The U.S. Department of Labor (DOL) has awarded the Ohio Department of Job and Family Services (ODJFS) with a two-year National Health Emergency Disaster Recovery Dislocated Worker Grant conditionally approved for up to $8,500,000, and funds will be issued statewide to Ohio’s local areas to continue providing training, career services, supportive services and temporary disaster relief jobs to ameliorate the opioid epidemic. These grant services are intended to address the opioid crisis and better support Ohio’s employers as well as individuals who are in recovery.

Services in each county will be tailored to the local needs of their community. Dislocated workers and long-term unemployed individuals are expected to be served. ODJFS proposes to use the funding to continue to: 

  • Test innovative approaches to combating the opioid problem – for example, by supporting employers to develop recovery-friendly policies, practices, and encouraging new hiring of individuals who are in their recovery journey.
  • Provide job training, career services, and supportive services to dislocated workers and long-term unemployed individuals, including those impacted directly or indirectly by the opioid crisis. Supportive services may include referrals to healthcare services, outpatient mental healthcare services and addiction treatment, help purchasing work clothes, or transportation assistance.
  • Provide temporary disaster-relief employment to help alleviate issues caused by the opioid crisis in impacted agencies, such as hospitals, recovery homes, child protection agencies, courts, educational settings, and related agencies.
  • Build the addiction and substance use disorder treatment, mental health, and pain management workforce.
  • Facilitate peer learning and sharing of best practices through cross-discipline learning collaboratives across partner agencies.

IV.State Requirements

As the state workforce agency and grantee, ODJFS shall: 

  • Submit grant applications, modifications, quarterly reports, and other communications to DOL on behalf of the local areas;
  • Assign a project manager to serve as the point of contact and coordinator of grant-related resources and information;
  • Review and approve implementation plans and budgets submitted by the local areas that will include proposed participant enrollment goals and spending;
  • Manage grant funds, including the determination of sub-award amounts;
  • Manage incremental funding to local areas and potential revisions to such awards, to address underspending, ensure maximum investment of the available resources, and take action designed to ensure ODJFS qualifies for the second and third funding increment from DOL;
  • Assess the local area’s quarterly expenditures and actual participant enrollment. ODJFS reserves the right to withhold subsequent allocations or to de-obligate funds from a local workforce area that is not meeting the quarterly performance, reporting, and/or expenditure goals stated in an approved implementation plan and budget.

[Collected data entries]
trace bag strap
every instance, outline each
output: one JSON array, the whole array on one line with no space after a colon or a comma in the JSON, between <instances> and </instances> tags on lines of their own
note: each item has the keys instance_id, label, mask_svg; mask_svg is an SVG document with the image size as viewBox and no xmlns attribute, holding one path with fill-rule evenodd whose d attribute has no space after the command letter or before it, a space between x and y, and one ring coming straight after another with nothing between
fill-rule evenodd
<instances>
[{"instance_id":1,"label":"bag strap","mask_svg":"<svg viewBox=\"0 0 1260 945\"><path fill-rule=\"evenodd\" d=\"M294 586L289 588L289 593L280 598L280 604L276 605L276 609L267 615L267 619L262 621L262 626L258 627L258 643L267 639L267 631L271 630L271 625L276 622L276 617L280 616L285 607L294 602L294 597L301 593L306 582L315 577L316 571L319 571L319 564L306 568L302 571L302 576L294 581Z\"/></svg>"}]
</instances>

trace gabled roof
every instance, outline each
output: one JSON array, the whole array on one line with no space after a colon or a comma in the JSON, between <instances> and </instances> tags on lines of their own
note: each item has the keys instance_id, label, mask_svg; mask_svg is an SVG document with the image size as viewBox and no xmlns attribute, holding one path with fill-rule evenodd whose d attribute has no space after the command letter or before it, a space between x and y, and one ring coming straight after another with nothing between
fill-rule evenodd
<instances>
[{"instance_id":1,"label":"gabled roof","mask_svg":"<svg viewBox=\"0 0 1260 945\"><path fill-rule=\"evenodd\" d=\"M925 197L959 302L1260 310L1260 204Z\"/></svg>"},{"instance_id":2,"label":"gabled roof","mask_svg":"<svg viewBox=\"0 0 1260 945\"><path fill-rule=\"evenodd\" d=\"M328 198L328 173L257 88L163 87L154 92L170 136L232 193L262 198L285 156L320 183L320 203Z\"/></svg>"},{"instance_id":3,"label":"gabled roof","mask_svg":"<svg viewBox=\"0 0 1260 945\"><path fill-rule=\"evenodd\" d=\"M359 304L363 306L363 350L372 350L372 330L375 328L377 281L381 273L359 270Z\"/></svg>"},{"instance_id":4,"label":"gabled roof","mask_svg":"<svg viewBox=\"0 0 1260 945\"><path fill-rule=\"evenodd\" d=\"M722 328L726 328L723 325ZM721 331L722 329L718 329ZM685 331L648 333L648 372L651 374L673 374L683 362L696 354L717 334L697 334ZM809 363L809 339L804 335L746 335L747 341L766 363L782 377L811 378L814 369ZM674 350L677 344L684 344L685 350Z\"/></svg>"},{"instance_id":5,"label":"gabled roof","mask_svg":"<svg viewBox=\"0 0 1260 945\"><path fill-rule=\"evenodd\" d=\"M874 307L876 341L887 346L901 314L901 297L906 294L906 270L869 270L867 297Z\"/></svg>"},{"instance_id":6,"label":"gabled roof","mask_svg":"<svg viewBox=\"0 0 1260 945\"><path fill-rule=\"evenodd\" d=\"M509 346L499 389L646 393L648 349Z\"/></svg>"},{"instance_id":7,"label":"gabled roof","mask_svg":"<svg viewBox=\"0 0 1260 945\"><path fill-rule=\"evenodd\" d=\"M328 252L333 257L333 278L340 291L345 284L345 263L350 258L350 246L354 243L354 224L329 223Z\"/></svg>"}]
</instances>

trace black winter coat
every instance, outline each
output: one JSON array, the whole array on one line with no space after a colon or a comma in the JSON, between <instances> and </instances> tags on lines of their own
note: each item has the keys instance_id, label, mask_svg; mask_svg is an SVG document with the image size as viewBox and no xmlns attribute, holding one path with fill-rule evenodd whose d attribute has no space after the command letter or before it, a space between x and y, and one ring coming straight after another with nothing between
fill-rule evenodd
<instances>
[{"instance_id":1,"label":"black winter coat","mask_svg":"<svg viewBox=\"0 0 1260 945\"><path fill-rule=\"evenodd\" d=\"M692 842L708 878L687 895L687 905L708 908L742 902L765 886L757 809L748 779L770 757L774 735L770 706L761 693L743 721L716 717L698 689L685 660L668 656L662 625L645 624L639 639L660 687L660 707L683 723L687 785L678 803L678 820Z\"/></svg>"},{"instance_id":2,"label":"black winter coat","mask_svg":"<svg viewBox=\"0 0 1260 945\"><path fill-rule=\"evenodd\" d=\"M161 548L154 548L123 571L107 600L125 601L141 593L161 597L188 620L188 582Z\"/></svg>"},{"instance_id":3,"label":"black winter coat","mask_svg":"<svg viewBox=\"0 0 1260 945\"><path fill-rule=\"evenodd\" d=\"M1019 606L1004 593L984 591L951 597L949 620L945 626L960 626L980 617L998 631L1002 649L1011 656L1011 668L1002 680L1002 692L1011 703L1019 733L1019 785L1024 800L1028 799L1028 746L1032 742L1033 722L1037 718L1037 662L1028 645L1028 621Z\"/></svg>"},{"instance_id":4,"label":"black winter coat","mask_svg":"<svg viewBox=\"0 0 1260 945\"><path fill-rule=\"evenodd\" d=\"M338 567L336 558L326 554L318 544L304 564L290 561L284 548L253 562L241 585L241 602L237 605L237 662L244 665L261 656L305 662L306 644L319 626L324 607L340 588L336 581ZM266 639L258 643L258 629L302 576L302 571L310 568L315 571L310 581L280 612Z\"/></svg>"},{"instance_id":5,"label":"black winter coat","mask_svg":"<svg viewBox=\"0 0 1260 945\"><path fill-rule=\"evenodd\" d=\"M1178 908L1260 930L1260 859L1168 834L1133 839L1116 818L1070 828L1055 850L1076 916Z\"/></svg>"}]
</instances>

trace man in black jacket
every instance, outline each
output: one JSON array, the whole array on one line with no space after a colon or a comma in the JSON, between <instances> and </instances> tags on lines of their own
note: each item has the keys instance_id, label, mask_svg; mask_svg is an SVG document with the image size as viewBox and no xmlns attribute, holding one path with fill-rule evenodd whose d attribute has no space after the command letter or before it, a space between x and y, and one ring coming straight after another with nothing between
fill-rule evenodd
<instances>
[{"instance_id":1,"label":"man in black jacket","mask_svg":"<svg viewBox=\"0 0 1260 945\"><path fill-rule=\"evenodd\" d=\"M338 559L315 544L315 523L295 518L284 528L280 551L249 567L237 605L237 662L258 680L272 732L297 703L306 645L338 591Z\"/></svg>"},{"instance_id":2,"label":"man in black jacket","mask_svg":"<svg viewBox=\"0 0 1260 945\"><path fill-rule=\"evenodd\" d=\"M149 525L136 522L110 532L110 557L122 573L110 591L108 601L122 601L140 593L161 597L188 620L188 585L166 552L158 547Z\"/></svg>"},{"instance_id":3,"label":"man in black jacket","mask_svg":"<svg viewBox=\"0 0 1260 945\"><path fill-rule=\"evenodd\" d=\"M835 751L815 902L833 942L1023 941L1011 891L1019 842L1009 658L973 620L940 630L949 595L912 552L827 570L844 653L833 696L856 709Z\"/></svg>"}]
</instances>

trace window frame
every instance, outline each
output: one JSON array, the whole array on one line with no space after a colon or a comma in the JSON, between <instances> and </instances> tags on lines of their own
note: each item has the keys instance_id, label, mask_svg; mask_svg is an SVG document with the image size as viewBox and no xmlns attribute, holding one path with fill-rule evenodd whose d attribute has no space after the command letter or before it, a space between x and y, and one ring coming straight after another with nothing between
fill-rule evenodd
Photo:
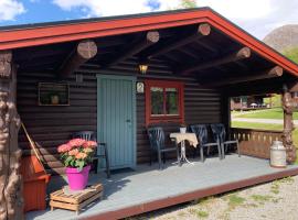
<instances>
[{"instance_id":1,"label":"window frame","mask_svg":"<svg viewBox=\"0 0 298 220\"><path fill-rule=\"evenodd\" d=\"M151 116L151 87L163 90L163 106L166 105L166 89L175 88L178 91L178 116ZM182 81L145 80L146 125L158 122L184 123L184 84ZM164 109L163 109L164 110Z\"/></svg>"}]
</instances>

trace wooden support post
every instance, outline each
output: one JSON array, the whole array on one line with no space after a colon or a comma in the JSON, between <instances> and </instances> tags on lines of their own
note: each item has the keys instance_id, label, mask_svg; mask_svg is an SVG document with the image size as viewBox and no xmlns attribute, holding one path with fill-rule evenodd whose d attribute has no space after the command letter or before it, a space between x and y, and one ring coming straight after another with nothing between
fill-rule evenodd
<instances>
[{"instance_id":1,"label":"wooden support post","mask_svg":"<svg viewBox=\"0 0 298 220\"><path fill-rule=\"evenodd\" d=\"M192 72L198 72L198 70L202 70L202 69L207 69L211 67L216 67L223 64L228 64L228 63L233 63L233 62L237 62L241 59L245 59L245 58L249 58L252 55L251 48L248 47L243 47L237 52L234 52L232 54L227 54L226 56L221 56L217 57L213 61L209 61L205 63L201 63L201 64L194 64L194 65L188 65L185 67L182 67L181 69L178 69L178 74L180 75L189 75Z\"/></svg>"},{"instance_id":2,"label":"wooden support post","mask_svg":"<svg viewBox=\"0 0 298 220\"><path fill-rule=\"evenodd\" d=\"M92 40L84 40L77 44L68 57L58 68L58 76L67 77L73 74L82 64L86 63L97 54L97 45Z\"/></svg>"},{"instance_id":3,"label":"wooden support post","mask_svg":"<svg viewBox=\"0 0 298 220\"><path fill-rule=\"evenodd\" d=\"M284 109L284 134L283 142L287 151L287 162L292 164L296 161L296 146L292 143L292 130L295 129L292 122L292 112L296 107L292 101L291 94L287 86L284 86L283 92L283 109Z\"/></svg>"},{"instance_id":4,"label":"wooden support post","mask_svg":"<svg viewBox=\"0 0 298 220\"><path fill-rule=\"evenodd\" d=\"M18 146L17 68L11 52L0 52L0 220L23 219Z\"/></svg>"}]
</instances>

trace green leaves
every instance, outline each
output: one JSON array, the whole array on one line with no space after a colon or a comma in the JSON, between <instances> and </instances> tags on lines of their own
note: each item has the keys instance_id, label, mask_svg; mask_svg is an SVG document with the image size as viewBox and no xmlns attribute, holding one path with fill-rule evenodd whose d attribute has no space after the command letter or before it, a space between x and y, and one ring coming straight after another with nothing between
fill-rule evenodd
<instances>
[{"instance_id":1,"label":"green leaves","mask_svg":"<svg viewBox=\"0 0 298 220\"><path fill-rule=\"evenodd\" d=\"M66 160L64 161L64 165L67 167L70 166L70 163L72 162L73 157L72 156L67 156Z\"/></svg>"},{"instance_id":2,"label":"green leaves","mask_svg":"<svg viewBox=\"0 0 298 220\"><path fill-rule=\"evenodd\" d=\"M84 161L76 161L75 166L78 167L78 170L82 172L83 167L85 165Z\"/></svg>"}]
</instances>

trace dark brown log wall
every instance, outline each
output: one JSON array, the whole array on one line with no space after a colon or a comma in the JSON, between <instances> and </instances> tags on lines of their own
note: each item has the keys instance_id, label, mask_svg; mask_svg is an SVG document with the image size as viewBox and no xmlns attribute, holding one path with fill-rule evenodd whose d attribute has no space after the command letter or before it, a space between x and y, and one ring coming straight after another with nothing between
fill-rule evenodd
<instances>
[{"instance_id":1,"label":"dark brown log wall","mask_svg":"<svg viewBox=\"0 0 298 220\"><path fill-rule=\"evenodd\" d=\"M38 82L54 81L55 75L46 73L19 73L18 75L20 117L33 140L42 146L41 153L44 155L51 173L64 170L56 153L58 144L66 142L73 132L96 131L97 91L95 73L100 72L95 69L83 72L84 82L75 82L74 76L67 79L71 85L70 107L38 106ZM143 78L138 80L143 80ZM219 92L202 89L194 80L185 80L184 101L187 124L222 121ZM137 95L137 161L138 163L145 163L149 161L149 143L145 125L145 95ZM167 132L170 132L178 130L179 125L168 124L167 128ZM22 131L19 141L20 147L24 150L24 155L32 153Z\"/></svg>"}]
</instances>

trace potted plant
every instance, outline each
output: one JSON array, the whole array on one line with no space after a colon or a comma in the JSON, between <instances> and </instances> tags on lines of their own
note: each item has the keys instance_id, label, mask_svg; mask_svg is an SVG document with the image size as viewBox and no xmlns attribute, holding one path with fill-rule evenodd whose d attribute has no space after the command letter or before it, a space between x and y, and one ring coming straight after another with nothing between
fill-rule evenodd
<instances>
[{"instance_id":1,"label":"potted plant","mask_svg":"<svg viewBox=\"0 0 298 220\"><path fill-rule=\"evenodd\" d=\"M180 133L187 133L187 124L184 124L184 123L182 123L181 125L180 125Z\"/></svg>"},{"instance_id":2,"label":"potted plant","mask_svg":"<svg viewBox=\"0 0 298 220\"><path fill-rule=\"evenodd\" d=\"M57 92L51 92L50 95L51 105L58 105L60 96Z\"/></svg>"},{"instance_id":3,"label":"potted plant","mask_svg":"<svg viewBox=\"0 0 298 220\"><path fill-rule=\"evenodd\" d=\"M66 167L70 189L82 190L86 187L95 147L95 141L83 139L73 139L57 147Z\"/></svg>"}]
</instances>

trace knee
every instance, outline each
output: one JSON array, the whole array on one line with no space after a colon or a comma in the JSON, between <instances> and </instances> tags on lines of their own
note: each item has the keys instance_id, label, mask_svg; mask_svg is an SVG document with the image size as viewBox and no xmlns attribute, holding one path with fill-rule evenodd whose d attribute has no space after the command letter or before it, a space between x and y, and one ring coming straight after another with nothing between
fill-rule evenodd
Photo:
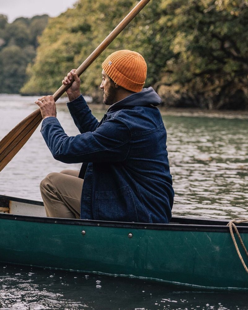
<instances>
[{"instance_id":1,"label":"knee","mask_svg":"<svg viewBox=\"0 0 248 310\"><path fill-rule=\"evenodd\" d=\"M63 174L70 175L71 171L71 170L69 169L65 169L64 170L60 171L60 173L63 173Z\"/></svg>"},{"instance_id":2,"label":"knee","mask_svg":"<svg viewBox=\"0 0 248 310\"><path fill-rule=\"evenodd\" d=\"M49 189L54 188L54 184L55 183L56 183L56 180L59 179L59 174L58 172L51 172L48 174L40 184L41 190L42 188Z\"/></svg>"}]
</instances>

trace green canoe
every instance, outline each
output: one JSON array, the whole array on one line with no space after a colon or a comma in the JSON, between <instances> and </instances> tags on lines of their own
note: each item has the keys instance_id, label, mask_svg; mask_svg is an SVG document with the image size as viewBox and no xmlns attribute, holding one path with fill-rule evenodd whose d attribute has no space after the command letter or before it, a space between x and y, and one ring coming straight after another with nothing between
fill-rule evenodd
<instances>
[{"instance_id":1,"label":"green canoe","mask_svg":"<svg viewBox=\"0 0 248 310\"><path fill-rule=\"evenodd\" d=\"M0 262L248 290L228 220L178 217L165 224L47 218L42 205L0 196ZM247 246L248 225L238 228Z\"/></svg>"}]
</instances>

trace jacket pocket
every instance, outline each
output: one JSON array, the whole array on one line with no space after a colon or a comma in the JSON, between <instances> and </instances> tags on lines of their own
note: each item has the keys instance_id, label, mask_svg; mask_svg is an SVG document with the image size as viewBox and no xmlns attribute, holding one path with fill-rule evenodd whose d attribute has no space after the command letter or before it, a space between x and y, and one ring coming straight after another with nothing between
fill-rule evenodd
<instances>
[{"instance_id":1,"label":"jacket pocket","mask_svg":"<svg viewBox=\"0 0 248 310\"><path fill-rule=\"evenodd\" d=\"M128 185L116 191L95 193L96 219L138 222L133 194Z\"/></svg>"}]
</instances>

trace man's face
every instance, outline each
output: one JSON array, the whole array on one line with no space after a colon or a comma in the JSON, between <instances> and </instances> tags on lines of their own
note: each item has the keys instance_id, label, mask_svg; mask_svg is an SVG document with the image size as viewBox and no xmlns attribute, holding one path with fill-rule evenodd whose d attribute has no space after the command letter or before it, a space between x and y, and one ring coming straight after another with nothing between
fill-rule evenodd
<instances>
[{"instance_id":1,"label":"man's face","mask_svg":"<svg viewBox=\"0 0 248 310\"><path fill-rule=\"evenodd\" d=\"M104 70L102 72L103 79L100 88L103 91L103 103L107 105L111 105L115 101L116 89L113 81L107 75Z\"/></svg>"}]
</instances>

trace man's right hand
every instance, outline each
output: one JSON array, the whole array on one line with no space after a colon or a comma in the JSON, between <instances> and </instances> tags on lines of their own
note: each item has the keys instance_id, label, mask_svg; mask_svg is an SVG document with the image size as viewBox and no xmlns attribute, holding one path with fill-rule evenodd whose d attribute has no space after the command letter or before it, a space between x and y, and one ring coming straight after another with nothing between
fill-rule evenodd
<instances>
[{"instance_id":1,"label":"man's right hand","mask_svg":"<svg viewBox=\"0 0 248 310\"><path fill-rule=\"evenodd\" d=\"M70 88L66 91L66 94L69 101L72 101L80 95L80 79L78 76L78 74L75 73L75 69L73 69L68 73L67 76L64 77L64 78L62 81L62 83L64 85L68 85L70 84L72 81L74 79L74 80Z\"/></svg>"}]
</instances>

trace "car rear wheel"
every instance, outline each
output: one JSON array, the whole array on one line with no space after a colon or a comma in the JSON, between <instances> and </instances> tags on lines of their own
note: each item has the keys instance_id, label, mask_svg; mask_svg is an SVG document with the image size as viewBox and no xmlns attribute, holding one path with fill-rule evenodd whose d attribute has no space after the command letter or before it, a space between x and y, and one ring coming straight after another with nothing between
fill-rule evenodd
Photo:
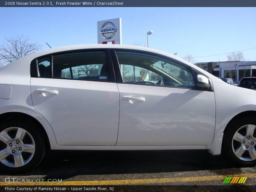
<instances>
[{"instance_id":1,"label":"car rear wheel","mask_svg":"<svg viewBox=\"0 0 256 192\"><path fill-rule=\"evenodd\" d=\"M225 130L223 151L240 165L256 164L256 118L244 117L231 124Z\"/></svg>"},{"instance_id":2,"label":"car rear wheel","mask_svg":"<svg viewBox=\"0 0 256 192\"><path fill-rule=\"evenodd\" d=\"M36 166L45 153L40 132L32 124L18 119L0 125L0 169L27 171Z\"/></svg>"}]
</instances>

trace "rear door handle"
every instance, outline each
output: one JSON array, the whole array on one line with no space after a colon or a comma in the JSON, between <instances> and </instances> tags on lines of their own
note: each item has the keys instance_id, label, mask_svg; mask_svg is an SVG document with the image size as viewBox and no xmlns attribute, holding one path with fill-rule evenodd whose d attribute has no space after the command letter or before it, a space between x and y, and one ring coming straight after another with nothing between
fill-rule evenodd
<instances>
[{"instance_id":1,"label":"rear door handle","mask_svg":"<svg viewBox=\"0 0 256 192\"><path fill-rule=\"evenodd\" d=\"M129 101L145 101L145 98L143 97L123 97L123 100Z\"/></svg>"},{"instance_id":2,"label":"rear door handle","mask_svg":"<svg viewBox=\"0 0 256 192\"><path fill-rule=\"evenodd\" d=\"M37 89L36 92L39 93L51 93L52 94L58 94L58 91L52 90L44 90L44 89Z\"/></svg>"}]
</instances>

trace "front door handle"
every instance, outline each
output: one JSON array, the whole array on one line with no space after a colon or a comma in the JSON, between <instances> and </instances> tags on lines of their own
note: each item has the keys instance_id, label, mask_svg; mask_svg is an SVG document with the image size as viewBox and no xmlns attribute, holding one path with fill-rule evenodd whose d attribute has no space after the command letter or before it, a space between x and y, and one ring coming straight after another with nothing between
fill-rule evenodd
<instances>
[{"instance_id":1,"label":"front door handle","mask_svg":"<svg viewBox=\"0 0 256 192\"><path fill-rule=\"evenodd\" d=\"M58 94L58 91L44 89L37 89L36 92L39 93L51 93L52 94Z\"/></svg>"},{"instance_id":2,"label":"front door handle","mask_svg":"<svg viewBox=\"0 0 256 192\"><path fill-rule=\"evenodd\" d=\"M123 97L123 100L129 101L145 101L145 98L143 97Z\"/></svg>"}]
</instances>

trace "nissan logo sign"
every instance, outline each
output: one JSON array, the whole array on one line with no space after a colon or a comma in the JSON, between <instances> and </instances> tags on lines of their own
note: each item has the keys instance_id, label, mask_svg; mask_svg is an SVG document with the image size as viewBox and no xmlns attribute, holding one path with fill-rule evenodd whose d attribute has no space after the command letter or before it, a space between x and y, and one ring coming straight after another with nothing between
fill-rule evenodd
<instances>
[{"instance_id":1,"label":"nissan logo sign","mask_svg":"<svg viewBox=\"0 0 256 192\"><path fill-rule=\"evenodd\" d=\"M108 26L108 27L105 27L107 25L110 26ZM117 28L114 23L112 22L107 21L102 25L100 30L100 33L102 37L105 39L109 39L114 36L117 31ZM108 33L110 34L110 36L105 35Z\"/></svg>"}]
</instances>

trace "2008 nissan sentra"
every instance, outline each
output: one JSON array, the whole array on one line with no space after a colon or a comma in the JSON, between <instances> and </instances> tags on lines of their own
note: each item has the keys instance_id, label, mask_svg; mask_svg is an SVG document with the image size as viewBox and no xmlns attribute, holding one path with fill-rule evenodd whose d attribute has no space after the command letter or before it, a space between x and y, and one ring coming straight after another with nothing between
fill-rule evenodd
<instances>
[{"instance_id":1,"label":"2008 nissan sentra","mask_svg":"<svg viewBox=\"0 0 256 192\"><path fill-rule=\"evenodd\" d=\"M43 51L0 69L0 168L27 171L47 149L206 149L252 165L255 98L153 49Z\"/></svg>"}]
</instances>

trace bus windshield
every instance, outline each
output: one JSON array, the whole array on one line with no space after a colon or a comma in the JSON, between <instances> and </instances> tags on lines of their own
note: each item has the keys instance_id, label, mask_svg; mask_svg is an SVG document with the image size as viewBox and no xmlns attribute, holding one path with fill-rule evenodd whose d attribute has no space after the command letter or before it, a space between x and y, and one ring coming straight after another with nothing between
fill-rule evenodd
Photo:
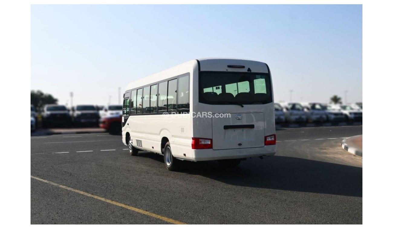
<instances>
[{"instance_id":1,"label":"bus windshield","mask_svg":"<svg viewBox=\"0 0 393 229\"><path fill-rule=\"evenodd\" d=\"M266 104L273 102L267 73L201 72L199 102L207 104Z\"/></svg>"}]
</instances>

## ASSIGNMENT 1
In the opioid grant text, what does ODJFS submit to DOL on behalf of the local areas? List every item.
## ASSIGNMENT 2
Continue the opioid grant text from where it stops.

## WRITTEN ANSWER 1
Grant applications, modifications, quarterly reports, and other communications.

## WRITTEN ANSWER 2
  • Equally, ODJFS reserves the right to allocate additional funding, as available, to a local area that is exceeding its goals and requires additional funds.
  • Form and/or enhance partnerships with other state agencies and initiatives, to implement a comprehensive statewide response to the opioid crisis, such as collaboration with RecoveryOhio to leverage work with other state departments, boards, and commissions, and partnering with the Ohio Bureau of Workers Compensation (BWC) to educate employers about substance use and recovery and to encourage establishment of recovery-friendly policies and practices; and
  • Provide technical assistance to local areas and other stakeholders on the terms and conditions of the Fresh Start grant.

V.Local Workforce Development Area Requirements

The Fresh Start grant is a National Disaster Recovery Dislocated Worker grant issued to local areas under the authority of the WIOA subgrant agreement between ODJFS and each local area. Therefore, local areas must implement the grant-funded services and activities in accordance with the terms and conditions of the WIOA subgrant agreement, along with the requirements found in this policy letter.

A.Local Area Planning

Local areas must submit a budget and implementation plan describing the partnerships, service design, planned number of participants, and other details for implementing the Fresh Start grant. Local area plans and budgets must be submitted by May 25, 2022. Local areas that have not submitted a plan and budget and received the Office of Workforce Development approval, will not be eligible to receive the second increment of funding when DOL releases the state's second increment.

As changes to the local implementation plan and/or budget occur, such as the provision of new services not identified in the plan, significant changes in the number of planned participants or changes in costs categories the local area must submit to the designated ODJFS project manager a revised implementation plan and/or budget explaining the changes as soon as possible, but no later than 30 days after each change.

B.Eligible Participants

Local areas shall ensure that individuals served under the Fresh Start grant have met all eligibility criteria, including those in 20 C.F.R. § 687.170(b)(1) and WIOAPL 15-02.1 Adult and Dislocated Worker Eligibility.

Individuals eligible to receive Fresh Start grant services must be one of the following:

1.A dislocated worker;

2.An individual temporarily or permanently laid off as a consequence of the opioid emergency;

3.A long-term unemployed individual; or

4.A self-employed individual who became unemployed or significantly underemployed as a result of the opioid crisis.

The eligible individuals are not required to have a history of opioid use disorder to qualify for Fresh Start grant services and cannot be required to disclose whether they have been impacted

by the opioid crisis as a condition of participation. However, to target services to individuals impacted by opioid use disorder and to make appropriate referrals, the only permissible question that local areas may ask applicants or participants regarding opioid use disorder is:

Your answer to this question is voluntary. Do you, a friend, or any member of your family have a history of opioid use? Please answer "Yes," or "No."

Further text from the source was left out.